===== RECORDS FOR THIS TASK

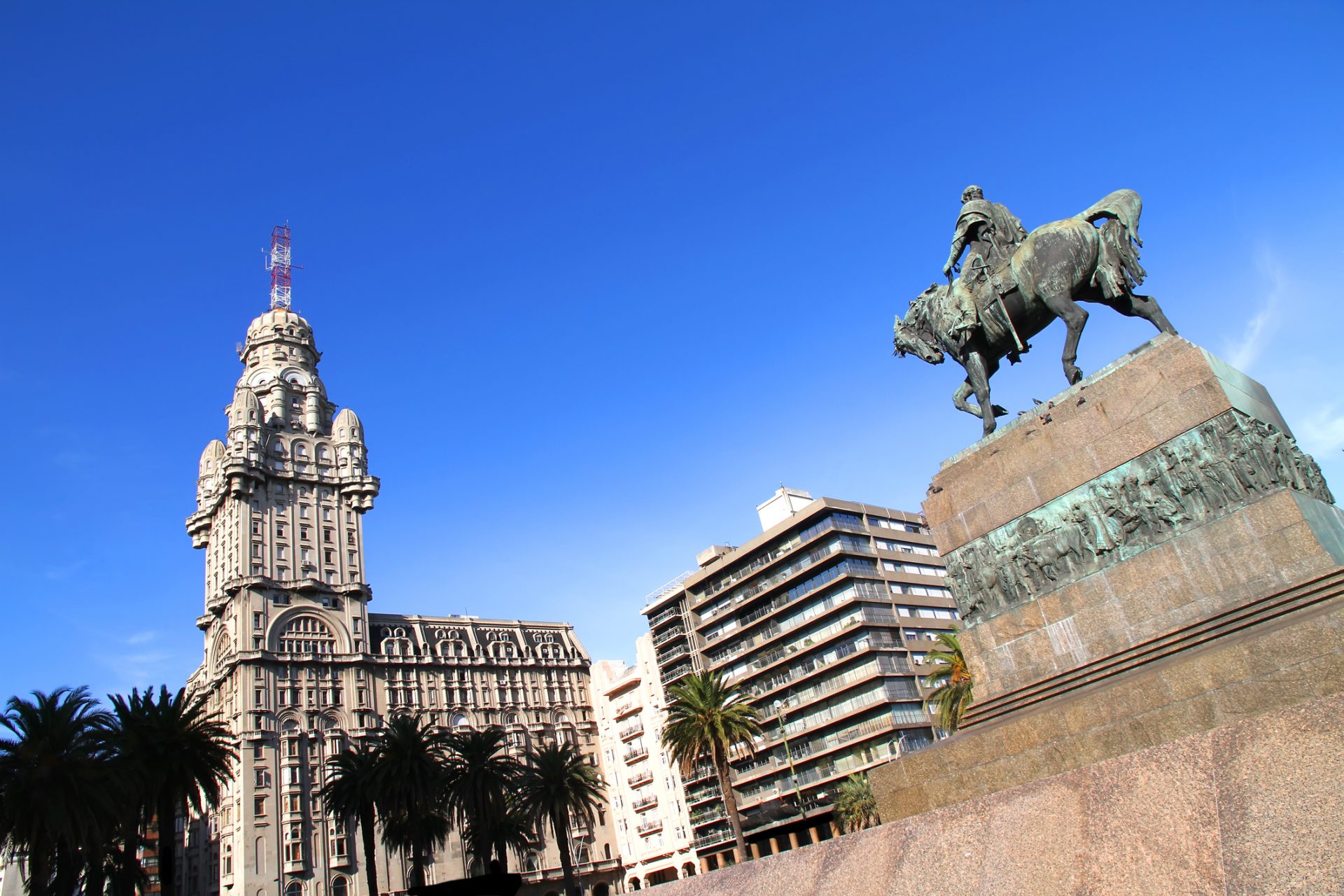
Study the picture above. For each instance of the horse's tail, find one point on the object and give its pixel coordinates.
(1119, 270)
(1124, 206)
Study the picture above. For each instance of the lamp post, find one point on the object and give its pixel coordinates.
(784, 732)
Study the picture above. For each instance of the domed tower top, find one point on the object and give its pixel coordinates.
(280, 336)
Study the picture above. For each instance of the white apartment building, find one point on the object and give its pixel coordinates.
(644, 786)
(299, 668)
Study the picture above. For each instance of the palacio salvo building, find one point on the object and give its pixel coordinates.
(300, 668)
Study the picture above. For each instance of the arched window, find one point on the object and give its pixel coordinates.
(452, 648)
(396, 644)
(223, 649)
(307, 634)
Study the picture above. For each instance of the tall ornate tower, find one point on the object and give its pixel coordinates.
(279, 512)
(299, 668)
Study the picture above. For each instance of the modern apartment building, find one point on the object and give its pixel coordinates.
(824, 618)
(644, 786)
(300, 668)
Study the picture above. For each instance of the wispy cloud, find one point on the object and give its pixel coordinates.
(1243, 352)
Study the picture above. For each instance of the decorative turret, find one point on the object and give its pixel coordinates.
(353, 461)
(211, 473)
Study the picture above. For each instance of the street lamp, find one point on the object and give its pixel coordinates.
(784, 732)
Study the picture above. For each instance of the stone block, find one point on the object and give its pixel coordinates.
(1037, 843)
(1281, 801)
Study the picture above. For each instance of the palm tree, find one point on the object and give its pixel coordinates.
(479, 780)
(855, 804)
(558, 782)
(351, 792)
(512, 830)
(57, 790)
(179, 754)
(711, 718)
(410, 782)
(951, 681)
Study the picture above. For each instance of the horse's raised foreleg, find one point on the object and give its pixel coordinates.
(1147, 308)
(977, 377)
(1074, 317)
(960, 397)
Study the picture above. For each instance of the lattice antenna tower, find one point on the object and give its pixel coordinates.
(279, 265)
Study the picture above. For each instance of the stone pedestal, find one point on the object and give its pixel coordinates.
(1144, 558)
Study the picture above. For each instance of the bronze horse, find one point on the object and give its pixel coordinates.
(1056, 267)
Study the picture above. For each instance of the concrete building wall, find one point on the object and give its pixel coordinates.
(1252, 806)
(648, 799)
(824, 620)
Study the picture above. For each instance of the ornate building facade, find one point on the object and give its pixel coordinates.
(299, 666)
(644, 785)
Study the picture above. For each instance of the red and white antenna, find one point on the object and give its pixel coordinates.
(279, 266)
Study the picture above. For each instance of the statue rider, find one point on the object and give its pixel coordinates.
(993, 234)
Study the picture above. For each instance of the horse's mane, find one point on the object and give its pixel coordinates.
(926, 315)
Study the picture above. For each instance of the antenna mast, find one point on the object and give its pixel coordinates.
(279, 266)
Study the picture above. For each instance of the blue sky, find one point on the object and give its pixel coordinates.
(597, 277)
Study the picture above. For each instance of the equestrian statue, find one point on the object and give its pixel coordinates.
(1014, 284)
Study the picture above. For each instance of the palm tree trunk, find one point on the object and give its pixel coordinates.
(96, 876)
(730, 801)
(562, 840)
(366, 833)
(167, 846)
(39, 871)
(419, 865)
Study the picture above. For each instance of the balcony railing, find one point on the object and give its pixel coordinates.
(663, 615)
(675, 631)
(682, 649)
(762, 561)
(843, 545)
(675, 672)
(713, 839)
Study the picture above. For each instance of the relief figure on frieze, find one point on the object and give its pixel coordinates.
(1199, 476)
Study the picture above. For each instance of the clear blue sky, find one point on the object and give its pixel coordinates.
(597, 277)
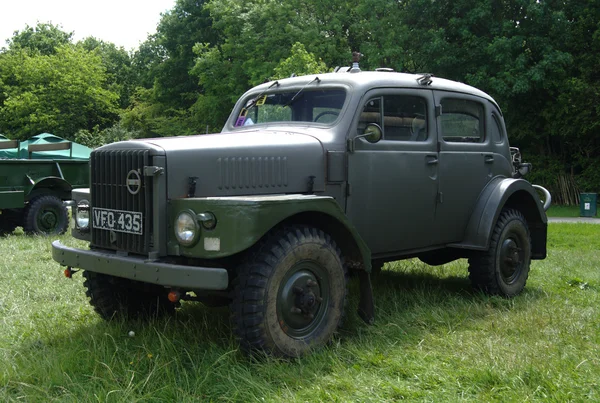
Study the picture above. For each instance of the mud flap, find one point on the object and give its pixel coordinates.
(366, 306)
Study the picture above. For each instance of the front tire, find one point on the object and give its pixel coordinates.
(504, 268)
(45, 215)
(290, 296)
(116, 297)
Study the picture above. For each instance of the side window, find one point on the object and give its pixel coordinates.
(371, 113)
(404, 117)
(462, 121)
(496, 129)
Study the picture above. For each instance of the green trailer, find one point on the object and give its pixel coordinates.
(35, 190)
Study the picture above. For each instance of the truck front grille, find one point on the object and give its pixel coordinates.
(109, 172)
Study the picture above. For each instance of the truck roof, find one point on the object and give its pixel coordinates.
(364, 80)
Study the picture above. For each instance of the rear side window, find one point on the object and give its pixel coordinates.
(496, 129)
(462, 121)
(404, 117)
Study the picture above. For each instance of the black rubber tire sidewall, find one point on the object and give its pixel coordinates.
(514, 228)
(328, 259)
(37, 206)
(257, 284)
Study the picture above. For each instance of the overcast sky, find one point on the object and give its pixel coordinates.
(123, 22)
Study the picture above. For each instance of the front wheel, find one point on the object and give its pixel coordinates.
(504, 268)
(290, 296)
(45, 215)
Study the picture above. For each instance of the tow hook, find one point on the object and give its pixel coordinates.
(69, 272)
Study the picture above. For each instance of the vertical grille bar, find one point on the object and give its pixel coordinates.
(109, 191)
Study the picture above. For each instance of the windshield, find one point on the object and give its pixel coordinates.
(304, 105)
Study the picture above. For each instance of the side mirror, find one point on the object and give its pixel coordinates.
(372, 133)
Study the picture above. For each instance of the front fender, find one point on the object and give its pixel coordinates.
(243, 220)
(506, 193)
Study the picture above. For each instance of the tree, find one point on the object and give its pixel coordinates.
(44, 38)
(117, 61)
(60, 93)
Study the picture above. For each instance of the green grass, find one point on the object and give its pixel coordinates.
(434, 339)
(564, 211)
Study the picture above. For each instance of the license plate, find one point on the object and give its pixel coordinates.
(117, 220)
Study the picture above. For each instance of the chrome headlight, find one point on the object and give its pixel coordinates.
(82, 215)
(208, 220)
(186, 228)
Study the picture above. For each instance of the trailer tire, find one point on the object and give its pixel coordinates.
(45, 215)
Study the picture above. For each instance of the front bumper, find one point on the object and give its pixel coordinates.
(139, 269)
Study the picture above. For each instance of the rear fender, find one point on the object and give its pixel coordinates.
(503, 193)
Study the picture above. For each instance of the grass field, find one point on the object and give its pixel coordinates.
(563, 211)
(434, 339)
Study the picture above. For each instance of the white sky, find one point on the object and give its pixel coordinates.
(125, 23)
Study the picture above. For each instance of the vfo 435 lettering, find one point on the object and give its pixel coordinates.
(117, 220)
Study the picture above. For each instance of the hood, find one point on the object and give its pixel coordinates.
(241, 163)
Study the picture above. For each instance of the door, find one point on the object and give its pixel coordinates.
(466, 162)
(392, 184)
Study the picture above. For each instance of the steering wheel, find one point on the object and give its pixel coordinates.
(320, 115)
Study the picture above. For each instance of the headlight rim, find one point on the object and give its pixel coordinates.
(196, 231)
(77, 214)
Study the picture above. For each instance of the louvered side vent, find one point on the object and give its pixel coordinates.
(110, 170)
(252, 172)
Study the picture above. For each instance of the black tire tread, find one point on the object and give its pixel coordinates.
(29, 215)
(249, 285)
(482, 277)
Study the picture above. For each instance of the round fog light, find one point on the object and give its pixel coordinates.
(186, 228)
(82, 214)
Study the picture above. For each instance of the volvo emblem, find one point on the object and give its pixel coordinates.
(133, 182)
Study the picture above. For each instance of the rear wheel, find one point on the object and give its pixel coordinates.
(45, 215)
(116, 297)
(290, 296)
(504, 268)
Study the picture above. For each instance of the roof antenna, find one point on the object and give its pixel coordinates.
(355, 59)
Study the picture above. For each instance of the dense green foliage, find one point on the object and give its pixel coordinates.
(538, 59)
(433, 340)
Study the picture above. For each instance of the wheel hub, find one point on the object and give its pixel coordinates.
(301, 303)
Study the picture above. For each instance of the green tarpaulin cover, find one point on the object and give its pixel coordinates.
(79, 151)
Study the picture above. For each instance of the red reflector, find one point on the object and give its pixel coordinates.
(174, 296)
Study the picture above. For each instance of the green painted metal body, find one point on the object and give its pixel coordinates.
(422, 188)
(21, 179)
(242, 221)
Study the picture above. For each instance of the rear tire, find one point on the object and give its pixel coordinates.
(290, 296)
(45, 215)
(116, 297)
(504, 268)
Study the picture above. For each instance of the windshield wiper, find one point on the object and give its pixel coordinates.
(317, 79)
(253, 102)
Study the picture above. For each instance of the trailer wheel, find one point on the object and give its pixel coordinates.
(46, 215)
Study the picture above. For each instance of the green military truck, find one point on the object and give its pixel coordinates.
(311, 178)
(34, 188)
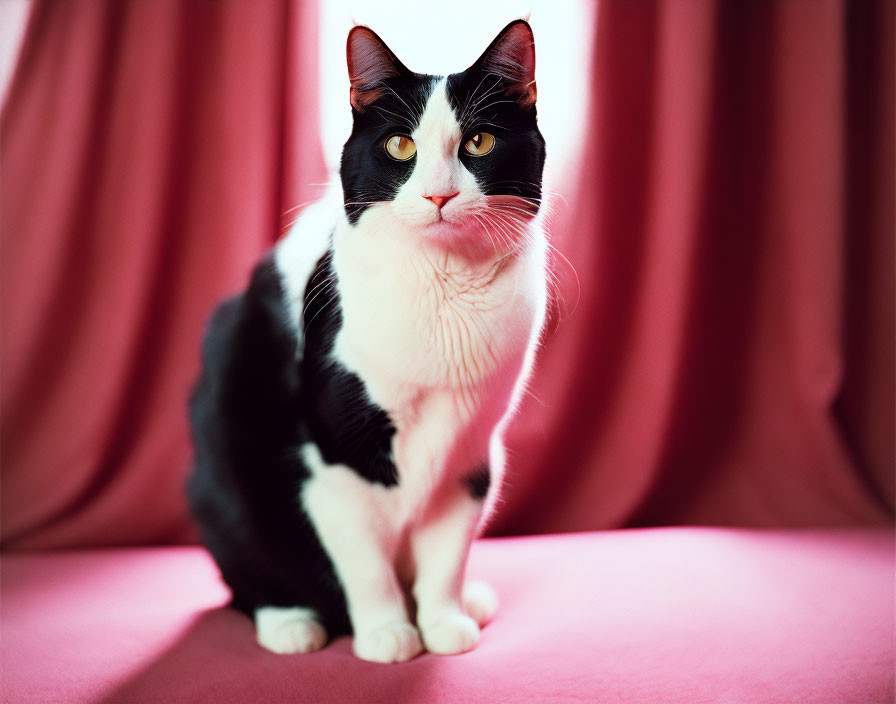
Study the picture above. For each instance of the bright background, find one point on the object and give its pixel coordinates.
(723, 354)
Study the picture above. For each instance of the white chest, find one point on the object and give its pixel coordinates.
(416, 320)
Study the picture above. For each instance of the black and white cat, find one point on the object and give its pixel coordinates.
(349, 415)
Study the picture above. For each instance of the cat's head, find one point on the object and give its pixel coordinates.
(458, 159)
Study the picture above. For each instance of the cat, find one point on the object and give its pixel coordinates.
(349, 414)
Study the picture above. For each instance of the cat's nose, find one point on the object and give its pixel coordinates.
(440, 200)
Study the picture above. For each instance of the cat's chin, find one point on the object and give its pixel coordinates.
(465, 238)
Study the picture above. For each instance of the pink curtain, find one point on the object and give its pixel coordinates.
(730, 358)
(149, 151)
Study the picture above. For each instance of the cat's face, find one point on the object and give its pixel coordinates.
(456, 159)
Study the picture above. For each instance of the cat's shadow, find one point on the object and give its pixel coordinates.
(216, 659)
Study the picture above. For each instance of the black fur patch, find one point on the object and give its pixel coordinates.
(478, 481)
(369, 174)
(254, 406)
(515, 164)
(347, 428)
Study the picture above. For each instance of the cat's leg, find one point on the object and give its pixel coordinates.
(352, 519)
(440, 545)
(289, 630)
(480, 601)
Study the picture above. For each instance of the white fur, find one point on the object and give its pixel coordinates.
(297, 254)
(289, 630)
(441, 323)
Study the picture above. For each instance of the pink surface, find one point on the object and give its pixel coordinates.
(661, 615)
(726, 349)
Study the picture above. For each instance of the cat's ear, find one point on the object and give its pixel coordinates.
(512, 57)
(370, 62)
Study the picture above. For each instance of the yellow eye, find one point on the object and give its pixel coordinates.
(401, 148)
(480, 144)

==========

**THE TASK:** The required output is the exact sequence of lines from the one containing "white fur, find" through the end of the listing, both endpoints included.

**TASK OUTPUT:**
Study the picture above. For each instance of the white fur, find one point on the object and give its pixel coordinates.
(297, 254)
(289, 630)
(441, 323)
Study the picture above. For each instance of the pink surface, find one point on the object and give its pixel coordinates.
(661, 615)
(726, 349)
Study the picture above. For each instance of the cat's ear, find one point on the object and give its pixel coordinates.
(512, 57)
(370, 62)
Study the picture above. For each instance of the yellow eye, find one point on the object and give its pixel coordinates.
(401, 148)
(480, 144)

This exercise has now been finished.